### Task brief
In the entries below, every line that contains "octagonal" must be located and copied.

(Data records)
- - -

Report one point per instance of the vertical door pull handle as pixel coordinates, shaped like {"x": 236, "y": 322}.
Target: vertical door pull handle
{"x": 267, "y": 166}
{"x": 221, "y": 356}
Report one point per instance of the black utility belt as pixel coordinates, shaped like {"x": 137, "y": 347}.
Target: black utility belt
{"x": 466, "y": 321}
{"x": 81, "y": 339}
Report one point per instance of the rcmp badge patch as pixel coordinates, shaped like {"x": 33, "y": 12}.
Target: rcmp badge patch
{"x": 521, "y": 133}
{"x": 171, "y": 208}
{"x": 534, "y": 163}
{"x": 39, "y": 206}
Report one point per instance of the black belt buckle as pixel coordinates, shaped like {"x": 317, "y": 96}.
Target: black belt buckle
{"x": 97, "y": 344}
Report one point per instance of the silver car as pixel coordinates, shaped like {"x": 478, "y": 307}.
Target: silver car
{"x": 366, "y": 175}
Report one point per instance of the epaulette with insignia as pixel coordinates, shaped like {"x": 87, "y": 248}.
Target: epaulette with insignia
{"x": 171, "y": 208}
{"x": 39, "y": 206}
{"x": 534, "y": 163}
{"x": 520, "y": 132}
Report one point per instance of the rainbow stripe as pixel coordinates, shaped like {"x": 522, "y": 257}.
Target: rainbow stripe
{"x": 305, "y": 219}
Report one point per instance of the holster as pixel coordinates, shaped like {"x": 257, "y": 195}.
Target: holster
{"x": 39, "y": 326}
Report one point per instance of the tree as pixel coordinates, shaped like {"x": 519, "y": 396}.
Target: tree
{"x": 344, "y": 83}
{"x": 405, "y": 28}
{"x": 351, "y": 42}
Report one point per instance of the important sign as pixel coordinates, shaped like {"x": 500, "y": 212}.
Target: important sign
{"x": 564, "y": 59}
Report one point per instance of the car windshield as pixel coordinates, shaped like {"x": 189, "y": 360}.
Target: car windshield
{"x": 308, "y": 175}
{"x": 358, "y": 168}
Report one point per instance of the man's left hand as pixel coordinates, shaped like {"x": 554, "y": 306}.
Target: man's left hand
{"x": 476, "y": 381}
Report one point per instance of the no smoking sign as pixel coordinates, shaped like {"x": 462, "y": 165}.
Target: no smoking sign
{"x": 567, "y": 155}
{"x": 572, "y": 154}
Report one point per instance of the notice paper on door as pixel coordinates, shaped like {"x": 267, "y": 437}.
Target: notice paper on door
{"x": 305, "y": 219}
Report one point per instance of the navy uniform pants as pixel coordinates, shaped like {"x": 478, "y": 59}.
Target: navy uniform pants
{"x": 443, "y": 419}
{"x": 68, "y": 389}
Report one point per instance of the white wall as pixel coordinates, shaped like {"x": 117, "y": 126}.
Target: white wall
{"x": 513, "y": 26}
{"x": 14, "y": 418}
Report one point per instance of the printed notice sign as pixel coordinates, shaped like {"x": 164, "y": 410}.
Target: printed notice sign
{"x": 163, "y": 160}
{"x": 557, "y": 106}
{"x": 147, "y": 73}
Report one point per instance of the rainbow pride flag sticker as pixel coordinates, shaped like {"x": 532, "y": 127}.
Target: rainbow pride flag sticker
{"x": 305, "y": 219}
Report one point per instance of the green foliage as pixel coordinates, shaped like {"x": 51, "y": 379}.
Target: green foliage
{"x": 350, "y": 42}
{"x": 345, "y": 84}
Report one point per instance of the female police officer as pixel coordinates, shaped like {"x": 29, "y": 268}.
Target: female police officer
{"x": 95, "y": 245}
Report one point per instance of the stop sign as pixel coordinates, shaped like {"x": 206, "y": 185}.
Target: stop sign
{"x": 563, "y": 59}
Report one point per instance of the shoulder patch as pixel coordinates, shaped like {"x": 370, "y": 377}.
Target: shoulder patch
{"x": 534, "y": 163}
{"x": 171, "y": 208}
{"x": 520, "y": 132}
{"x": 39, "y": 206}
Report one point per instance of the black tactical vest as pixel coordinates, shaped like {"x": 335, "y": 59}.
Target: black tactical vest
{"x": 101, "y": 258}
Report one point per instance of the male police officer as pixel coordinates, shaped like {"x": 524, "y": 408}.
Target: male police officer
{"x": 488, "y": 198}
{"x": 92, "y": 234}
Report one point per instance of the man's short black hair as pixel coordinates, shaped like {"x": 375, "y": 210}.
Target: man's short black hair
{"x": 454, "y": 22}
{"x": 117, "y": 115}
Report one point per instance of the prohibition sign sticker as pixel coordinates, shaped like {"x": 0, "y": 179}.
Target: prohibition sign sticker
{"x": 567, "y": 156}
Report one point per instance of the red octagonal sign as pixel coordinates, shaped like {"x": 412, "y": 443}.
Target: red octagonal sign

- - -

### Task solution
Report one point per instance of the red octagonal sign as pixel coordinates, shaped like {"x": 412, "y": 443}.
Target: red octagonal sign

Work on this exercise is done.